**TASK ITEM**.
Before doing anything else, copy the entries below exactly.

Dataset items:
──────────

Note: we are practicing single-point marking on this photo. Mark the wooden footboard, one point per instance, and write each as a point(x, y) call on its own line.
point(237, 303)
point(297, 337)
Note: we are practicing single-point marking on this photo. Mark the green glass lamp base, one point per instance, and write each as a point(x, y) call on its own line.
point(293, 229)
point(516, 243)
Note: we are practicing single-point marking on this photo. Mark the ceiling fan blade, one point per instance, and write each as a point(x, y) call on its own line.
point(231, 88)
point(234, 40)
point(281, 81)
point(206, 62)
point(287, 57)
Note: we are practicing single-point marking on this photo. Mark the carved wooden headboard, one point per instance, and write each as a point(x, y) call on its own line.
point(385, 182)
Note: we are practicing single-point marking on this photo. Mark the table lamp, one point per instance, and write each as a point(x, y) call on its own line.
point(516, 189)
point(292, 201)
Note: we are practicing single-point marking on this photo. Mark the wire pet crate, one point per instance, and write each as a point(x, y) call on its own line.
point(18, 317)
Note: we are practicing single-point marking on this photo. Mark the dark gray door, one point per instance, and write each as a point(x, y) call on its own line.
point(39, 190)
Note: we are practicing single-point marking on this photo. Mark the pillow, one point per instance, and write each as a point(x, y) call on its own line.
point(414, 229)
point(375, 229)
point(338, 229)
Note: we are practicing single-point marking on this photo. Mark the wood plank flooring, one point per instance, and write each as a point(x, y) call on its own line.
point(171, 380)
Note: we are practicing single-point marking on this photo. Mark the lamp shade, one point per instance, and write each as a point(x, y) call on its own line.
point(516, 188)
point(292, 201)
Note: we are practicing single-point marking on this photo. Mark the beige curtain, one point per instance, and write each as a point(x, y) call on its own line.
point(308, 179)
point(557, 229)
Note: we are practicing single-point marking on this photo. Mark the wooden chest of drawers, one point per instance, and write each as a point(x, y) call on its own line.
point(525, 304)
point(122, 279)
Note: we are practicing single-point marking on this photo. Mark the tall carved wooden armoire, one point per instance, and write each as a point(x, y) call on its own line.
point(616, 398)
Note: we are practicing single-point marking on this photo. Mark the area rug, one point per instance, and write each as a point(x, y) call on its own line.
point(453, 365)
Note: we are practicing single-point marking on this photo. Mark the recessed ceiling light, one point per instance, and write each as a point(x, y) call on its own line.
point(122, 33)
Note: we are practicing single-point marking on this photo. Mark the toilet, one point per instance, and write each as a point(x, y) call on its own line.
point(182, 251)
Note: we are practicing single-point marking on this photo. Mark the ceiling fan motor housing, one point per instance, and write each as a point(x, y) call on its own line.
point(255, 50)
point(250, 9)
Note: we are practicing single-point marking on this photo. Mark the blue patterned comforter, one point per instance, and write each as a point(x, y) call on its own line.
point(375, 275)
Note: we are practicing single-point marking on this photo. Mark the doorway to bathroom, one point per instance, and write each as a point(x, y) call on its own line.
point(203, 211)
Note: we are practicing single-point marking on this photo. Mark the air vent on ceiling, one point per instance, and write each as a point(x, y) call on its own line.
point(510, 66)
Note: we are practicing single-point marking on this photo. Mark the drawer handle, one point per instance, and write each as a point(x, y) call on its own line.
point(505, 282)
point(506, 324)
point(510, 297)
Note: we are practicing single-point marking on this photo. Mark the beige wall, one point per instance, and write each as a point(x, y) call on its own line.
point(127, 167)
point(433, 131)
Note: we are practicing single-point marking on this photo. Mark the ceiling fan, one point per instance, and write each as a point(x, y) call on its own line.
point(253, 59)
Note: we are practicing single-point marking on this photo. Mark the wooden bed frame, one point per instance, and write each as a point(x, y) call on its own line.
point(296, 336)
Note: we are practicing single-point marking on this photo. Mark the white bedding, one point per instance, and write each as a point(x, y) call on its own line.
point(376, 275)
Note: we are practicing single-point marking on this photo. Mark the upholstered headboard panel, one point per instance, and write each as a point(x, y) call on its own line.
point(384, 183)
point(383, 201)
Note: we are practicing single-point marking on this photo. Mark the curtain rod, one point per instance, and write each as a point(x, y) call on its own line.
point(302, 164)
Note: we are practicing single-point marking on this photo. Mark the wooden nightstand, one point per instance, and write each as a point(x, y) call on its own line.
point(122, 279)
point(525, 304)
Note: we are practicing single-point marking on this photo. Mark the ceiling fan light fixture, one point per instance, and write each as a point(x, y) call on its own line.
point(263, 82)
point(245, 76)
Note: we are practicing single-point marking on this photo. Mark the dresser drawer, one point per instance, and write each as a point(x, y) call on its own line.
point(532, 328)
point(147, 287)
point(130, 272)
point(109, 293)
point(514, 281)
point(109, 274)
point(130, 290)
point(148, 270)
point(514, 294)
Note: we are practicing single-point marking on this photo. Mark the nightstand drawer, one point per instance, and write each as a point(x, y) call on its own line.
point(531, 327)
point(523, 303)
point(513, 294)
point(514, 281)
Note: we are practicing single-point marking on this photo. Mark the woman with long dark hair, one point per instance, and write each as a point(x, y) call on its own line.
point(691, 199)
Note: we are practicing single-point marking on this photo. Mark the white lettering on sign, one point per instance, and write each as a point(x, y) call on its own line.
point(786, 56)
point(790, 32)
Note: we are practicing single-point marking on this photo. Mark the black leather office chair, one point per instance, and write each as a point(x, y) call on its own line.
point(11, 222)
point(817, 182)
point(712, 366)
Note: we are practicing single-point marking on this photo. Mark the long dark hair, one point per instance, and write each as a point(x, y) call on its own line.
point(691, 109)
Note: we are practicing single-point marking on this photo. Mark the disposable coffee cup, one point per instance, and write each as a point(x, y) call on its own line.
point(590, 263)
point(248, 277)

──────────

**RESPONSE TO THE TASK**.
Note: we are practicing single-point marking on this photo. Mark the wooden footboard, one point per instance, and write each as a point(x, y) call on its own line.
point(237, 303)
point(297, 337)
Note: we are practicing single-point marking on this photo. Mark the green glass lamp base, one point per instance, and write each as a point(x, y) call on its own line.
point(293, 229)
point(516, 243)
Note: we are practicing single-point marking on this photo. Mark the ceiling fan blade, one point per instance, and write each as a point(x, y) call on its own line.
point(231, 88)
point(234, 40)
point(281, 81)
point(206, 62)
point(287, 57)
Note: we are practicing single-point marking on this photo. Mark the carved wooden headboard, one point per instance, and write each as a point(x, y) call on its own line.
point(385, 182)
Note: we are practicing single-point marking on this photo. Mark the table lamp, one point per instance, and write each as a point(x, y) call on its own line.
point(516, 189)
point(292, 201)
Note: we are practicing single-point marking on this photo. Mark the wire pet crate, one point per instance, and write each as a point(x, y) call on its own line.
point(18, 317)
Note: we are practicing single-point marking on this photo. Mark the dark gray door, one point per instance, and write each as a point(x, y) call on its own line.
point(39, 190)
Note: we are practicing single-point marking on this photo. Mark the pillow, one point per instance, and write each as a point(x, y) call on its own line.
point(414, 229)
point(375, 229)
point(338, 229)
Note: we are practicing single-point marking on this photo. Mark the wood plank flooring, one point per instance, and write each as a point(x, y) call on its own line.
point(171, 380)
Note: we are practicing single-point marking on this photo. Mark the lamp shade, one point per instance, and write each as a point(x, y) call on its own line.
point(516, 188)
point(292, 201)
Note: we are practicing single-point marking on this photo. Mark the beige curtain, one point per instance, and write each as a point(x, y) call on its own line.
point(308, 179)
point(557, 229)
Note: we are practicing single-point marking on this photo. Mark the wooden chest of drawers, one point per instance, and write each as a point(x, y) call on its own line.
point(525, 304)
point(122, 279)
Note: we are practicing single-point marking on this photo. Mark the tall carved wooden armoire, one point per instance, and write each as a point(x, y) call on its own line.
point(616, 398)
Note: we are practicing single-point marking on this photo. Mark the area rug, one point per instance, and write each as a point(x, y) call on its own line.
point(453, 365)
Note: we are practicing single-point marking on this photo. Mark the recessed ceiling light, one point per instance, and write each as a point(x, y) call on its own line.
point(122, 33)
Note: we are practicing single-point marking on this photo. Mark the toilet, one point per instance, and write each as a point(x, y) call on its own line.
point(182, 251)
Note: we are practicing single-point marking on this photo. Mark the ceiling fan motor housing, one point per instance, and write each as a point(x, y) call on its own line.
point(255, 50)
point(250, 9)
Note: we are practicing single-point marking on this photo. Mark the blue patterned comforter, one point per instance, and write each as a point(x, y) call on its own line.
point(375, 275)
Note: we are practicing single-point marking on this photo. Mark the doorway to bathroom, one point per instance, and write each as a point(x, y) call on its own line.
point(203, 211)
Note: we are practicing single-point marking on this photo. Mark the air vent on ceiling, one point per instance, and write each as a point(x, y) call on its own line.
point(510, 66)
Note: we are practicing single-point marking on this photo. Mark the drawer handle, one point per instance, and write each as a point(x, y) call on its own line.
point(505, 282)
point(506, 324)
point(510, 297)
Note: we are practicing single-point marking on this photo. Mark the beige wall, one point per instance, and write each as a point(x, y) call on its own line.
point(127, 167)
point(433, 131)
Note: we are practicing single-point marking on this photo. Mark the ceiling fan, one point per instance, and write each as a point(x, y) call on its own line.
point(253, 59)
Note: we are practicing single-point marking on this photo. Mark the wooden bed frame, one point per instance, and write each as a point(x, y) call on its own line.
point(296, 336)
Note: we are practicing single-point marking on this photo. Mark the white bedding, one point per instance, and write each as a point(x, y) call on its own line.
point(376, 275)
Note: we are practicing single-point marking on this photo. Mark the upholstered headboard panel, one point per instance, and write each as a point(x, y) call on its own line.
point(384, 183)
point(383, 201)
Note: we are practicing single-point marking on this photo. Mark the curtain rod, one point per instance, and write each as a point(x, y) call on its own line.
point(302, 164)
Note: we are practicing single-point marking on this photo. Mark the wooden nightstand, one point per instance, and write each as a point(x, y) call on its own line.
point(122, 279)
point(525, 304)
Note: we are practicing single-point marking on this photo. Mark the ceiling fan light fixture, one point per instance, and write each as a point(x, y) call on its own line.
point(263, 82)
point(245, 76)
Note: we are practicing single-point marking on this photo. Mark the dresser drawer, one point per instance, and write each as a point(x, y) call on its own line.
point(532, 328)
point(147, 287)
point(130, 272)
point(109, 293)
point(514, 281)
point(109, 274)
point(130, 290)
point(148, 270)
point(514, 294)
Note: we are practicing single-point marking on this photo. Mark the nightstand drawer, one point per instance, and write each as a point(x, y) call on its own line.
point(531, 327)
point(523, 303)
point(513, 294)
point(514, 281)
Note: we are practicing single-point marking on this photo. Mark the woman with long dark hair, one point per instance, and write each as a point(x, y) call on its own line.
point(691, 199)
Note: we are practicing single-point marking on this photo. Mark the white lettering on sign, one point per instance, and write each as a point(x, y) call on its own line.
point(786, 56)
point(790, 32)
Note: we are practicing single-point marking on this photo. Mark the black leather office chair, one point per instance, and write each as a point(x, y) call on its own line.
point(11, 222)
point(817, 182)
point(712, 366)
Note: we are practicing single-point marking on this photo. Mark the long dark hair, one point per instance, and write each as a point(x, y) call on its own line.
point(691, 109)
Note: we are practicing single-point marking on this photo. Mark the disposable coffee cup, one point per instance, and write each as a point(x, y) call on its own line.
point(590, 263)
point(248, 277)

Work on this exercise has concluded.